§ The exercise: Please set out every line of the items below as a numbered list, leaving out blank lines and the pictures.

§ Exercise input:
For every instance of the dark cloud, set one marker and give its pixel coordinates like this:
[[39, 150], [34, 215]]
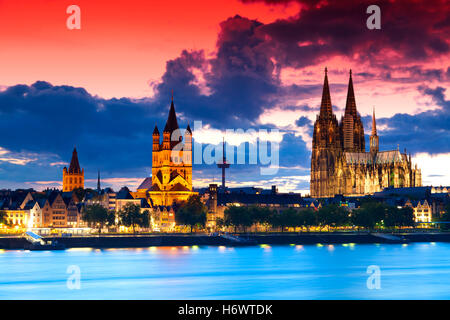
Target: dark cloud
[[428, 131], [413, 30]]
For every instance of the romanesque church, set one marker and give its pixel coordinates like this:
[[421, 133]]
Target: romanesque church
[[339, 161], [171, 179]]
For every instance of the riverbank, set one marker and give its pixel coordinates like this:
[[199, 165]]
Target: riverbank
[[130, 241]]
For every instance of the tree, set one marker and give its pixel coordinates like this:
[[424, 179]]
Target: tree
[[97, 216], [332, 216], [80, 193], [445, 218], [238, 217], [307, 218], [191, 213], [369, 215], [130, 216], [398, 217], [260, 215]]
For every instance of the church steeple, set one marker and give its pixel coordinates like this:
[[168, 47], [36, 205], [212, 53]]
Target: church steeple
[[374, 123], [325, 105], [350, 106], [73, 178], [98, 182], [374, 141], [172, 123], [74, 164]]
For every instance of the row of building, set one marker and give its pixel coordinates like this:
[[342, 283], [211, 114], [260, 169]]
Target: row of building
[[428, 203]]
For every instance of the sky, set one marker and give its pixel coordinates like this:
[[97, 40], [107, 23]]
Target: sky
[[251, 65]]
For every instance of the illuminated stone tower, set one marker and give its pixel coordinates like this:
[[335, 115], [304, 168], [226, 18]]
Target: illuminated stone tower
[[74, 177], [352, 129], [326, 146], [374, 147], [171, 163], [339, 162]]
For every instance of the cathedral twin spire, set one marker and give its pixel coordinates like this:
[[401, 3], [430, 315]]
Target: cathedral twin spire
[[350, 130], [325, 106]]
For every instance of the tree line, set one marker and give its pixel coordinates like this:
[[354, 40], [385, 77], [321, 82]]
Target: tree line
[[371, 215]]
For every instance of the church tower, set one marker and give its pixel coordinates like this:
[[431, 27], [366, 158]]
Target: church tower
[[74, 177], [352, 129], [326, 146], [171, 179], [374, 137]]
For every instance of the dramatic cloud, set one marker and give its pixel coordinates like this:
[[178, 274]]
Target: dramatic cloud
[[260, 76]]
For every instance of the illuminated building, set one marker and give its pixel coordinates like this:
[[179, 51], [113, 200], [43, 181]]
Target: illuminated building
[[171, 179], [74, 177], [339, 162]]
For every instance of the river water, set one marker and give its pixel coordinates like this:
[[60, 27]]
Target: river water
[[414, 271]]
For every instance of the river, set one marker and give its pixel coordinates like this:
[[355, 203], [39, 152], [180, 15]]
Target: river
[[414, 271]]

§ Exercise answer:
1. For every instance of the dark cloud, set one marker and give its pixel coordinates like this:
2. [[39, 150], [34, 215]]
3. Target: dark cloud
4. [[428, 131], [413, 30]]
5. For every instance of the romanesque church, set one marker and give its pixel coordinates like this:
6. [[421, 133]]
7. Target: romanesque church
8. [[339, 161], [171, 179]]
9. For every instance of the riverbank, set one marker and give its pixel coordinates like this:
10. [[199, 165]]
11. Target: riverbank
12. [[130, 241]]
13. For every instance of the tree, set one marker and give its pixel coordinates like this:
14. [[424, 179]]
15. Target: tree
16. [[97, 216], [332, 216], [80, 193], [445, 218], [238, 217], [307, 218], [191, 213], [369, 215], [130, 216], [398, 217], [260, 215]]
17. For every instance of the church steeple, set one marker and give its pixel coordinates like this:
18. [[168, 47], [36, 205], [212, 53]]
19. Target: church steeple
20. [[374, 123], [325, 105], [350, 106], [73, 178], [98, 182], [374, 141], [172, 123], [74, 164]]
21. For every instance of the row of building, set one marker and give its pixel coordinates like this:
22. [[342, 283], [211, 114], [260, 169]]
23. Target: row of building
24. [[428, 203]]
25. For every instance of the sky, set one marker and give its pixel coordinates like this:
26. [[97, 40], [107, 23]]
27. Target: sky
28. [[251, 65]]
29. For every instance of the illuminated stone tower, set one marker and give its pixel coordinates like this:
30. [[335, 115], [304, 168], [226, 18]]
31. Target: illuminated stone tower
32. [[74, 177], [352, 129], [326, 146], [374, 147], [171, 163], [339, 162]]
33. For every instance of the cathedral twin spire, set one marker and give its pixel coordinates like this:
34. [[401, 3], [430, 315]]
35. Target: cathedral twin spire
36. [[350, 130], [325, 106]]
37. For every instance of the tree line, set one marker and give its pixel coordinates like this:
38. [[354, 40], [385, 77], [321, 82]]
39. Target: tree line
40. [[371, 215]]
41. For every instance of the church tower, set one marker and give its pixel coordinates like this:
42. [[431, 27], [366, 158]]
43. Target: church tower
44. [[74, 177], [352, 129], [326, 146], [171, 179], [374, 137]]
45. For every instance of the dramatic cloud, set one marker and give its pixel coordinates like this:
46. [[178, 274]]
47. Target: dramatic cloud
48. [[260, 76]]
49. For every instance of the illuminated building, set one marker and give its pixel coordinates like this:
50. [[179, 51], [113, 200], [43, 181]]
51. Target: illuminated building
52. [[171, 179], [74, 177], [339, 162]]
53. For every instance of the river water, set one marker and give its pixel coordinates like this:
54. [[60, 27]]
55. Target: river water
56. [[414, 271]]
57. For every instance of the river, set one marker and give its pixel coordinates like this:
58. [[355, 203], [39, 152], [180, 15]]
59. Target: river
60. [[414, 271]]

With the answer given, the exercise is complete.